INSTRUCTIONS FOR THE TASK:
Convert every line of the records below into a JSON array of strings, one string per line, with blank lines omitted.
>> Start RECORDS
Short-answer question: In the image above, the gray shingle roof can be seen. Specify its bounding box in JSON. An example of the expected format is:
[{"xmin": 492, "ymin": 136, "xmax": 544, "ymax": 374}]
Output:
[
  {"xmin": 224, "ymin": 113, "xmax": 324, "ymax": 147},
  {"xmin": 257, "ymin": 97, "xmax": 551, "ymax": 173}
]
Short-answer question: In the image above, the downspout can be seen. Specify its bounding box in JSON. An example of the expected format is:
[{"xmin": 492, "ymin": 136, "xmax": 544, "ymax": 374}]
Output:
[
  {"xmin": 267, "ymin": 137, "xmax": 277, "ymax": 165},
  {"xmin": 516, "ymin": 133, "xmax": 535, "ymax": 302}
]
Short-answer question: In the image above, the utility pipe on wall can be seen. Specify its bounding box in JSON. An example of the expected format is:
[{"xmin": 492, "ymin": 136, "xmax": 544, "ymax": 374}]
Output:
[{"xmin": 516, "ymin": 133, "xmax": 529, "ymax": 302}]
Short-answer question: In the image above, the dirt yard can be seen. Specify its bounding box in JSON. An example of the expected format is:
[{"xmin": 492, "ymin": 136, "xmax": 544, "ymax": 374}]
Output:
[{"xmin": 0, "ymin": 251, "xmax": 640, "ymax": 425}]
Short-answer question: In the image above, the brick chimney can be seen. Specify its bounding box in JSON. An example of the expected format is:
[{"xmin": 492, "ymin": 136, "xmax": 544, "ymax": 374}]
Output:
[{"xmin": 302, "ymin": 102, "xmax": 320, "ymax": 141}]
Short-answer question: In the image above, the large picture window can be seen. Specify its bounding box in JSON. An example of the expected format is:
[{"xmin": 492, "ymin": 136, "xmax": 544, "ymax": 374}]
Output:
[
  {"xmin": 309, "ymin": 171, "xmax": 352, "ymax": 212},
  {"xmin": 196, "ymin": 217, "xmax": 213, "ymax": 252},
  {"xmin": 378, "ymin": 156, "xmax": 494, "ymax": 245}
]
>> End RECORDS
EXERCISE ANSWER:
[
  "Short-answer question: In the image above, the gray shingle roof can be seen. Specify its bounding box in JSON. An example of the expected format is:",
  "[{\"xmin\": 492, \"ymin\": 136, \"xmax\": 544, \"ymax\": 374}]",
  "Output:",
  "[",
  "  {\"xmin\": 224, \"ymin\": 113, \"xmax\": 324, \"ymax\": 147},",
  "  {\"xmin\": 257, \"ymin\": 97, \"xmax\": 551, \"ymax\": 173}",
  "]",
  "Short-answer question: In the image above, the downspout can be seen. Specify its bounding box in JSON. An example of the expected format is:",
  "[{\"xmin\": 492, \"ymin\": 136, \"xmax\": 544, \"ymax\": 374}]",
  "Output:",
  "[",
  "  {\"xmin\": 267, \"ymin\": 137, \"xmax\": 277, \"ymax\": 165},",
  "  {\"xmin\": 516, \"ymin\": 133, \"xmax\": 535, \"ymax\": 302}",
  "]",
  "Short-answer question: In the image above, the utility pipe on wall can be seen. Specify its bounding box in JSON. An example of the expected format is:",
  "[{\"xmin\": 492, \"ymin\": 136, \"xmax\": 544, \"ymax\": 374}]",
  "Output:",
  "[{\"xmin\": 516, \"ymin\": 133, \"xmax\": 529, \"ymax\": 302}]",
  "Short-answer question: In the image above, the dirt yard can be seen. Specify its bounding box in JSON. An example of the expected format is:",
  "[{\"xmin\": 492, \"ymin\": 136, \"xmax\": 544, \"ymax\": 374}]",
  "Output:",
  "[{\"xmin\": 0, \"ymin\": 251, \"xmax\": 640, \"ymax\": 425}]",
  "Short-answer question: In the image above, the brick chimney can be seen. Specify its bounding box in JSON. An example of the expected format is:",
  "[{\"xmin\": 492, \"ymin\": 136, \"xmax\": 544, \"ymax\": 374}]",
  "Output:",
  "[{\"xmin\": 302, \"ymin\": 102, \"xmax\": 320, \"ymax\": 141}]",
  "Short-answer question: In the image above, the large picture window can be seen. Specify its bounding box in JSON. An example of the expected format is:",
  "[{\"xmin\": 492, \"ymin\": 136, \"xmax\": 544, \"ymax\": 374}]",
  "Output:",
  "[",
  "  {\"xmin\": 309, \"ymin\": 171, \"xmax\": 352, \"ymax\": 212},",
  "  {\"xmin\": 196, \"ymin\": 217, \"xmax\": 213, \"ymax\": 252},",
  "  {\"xmin\": 378, \"ymin\": 156, \"xmax\": 494, \"ymax\": 245}",
  "]"
]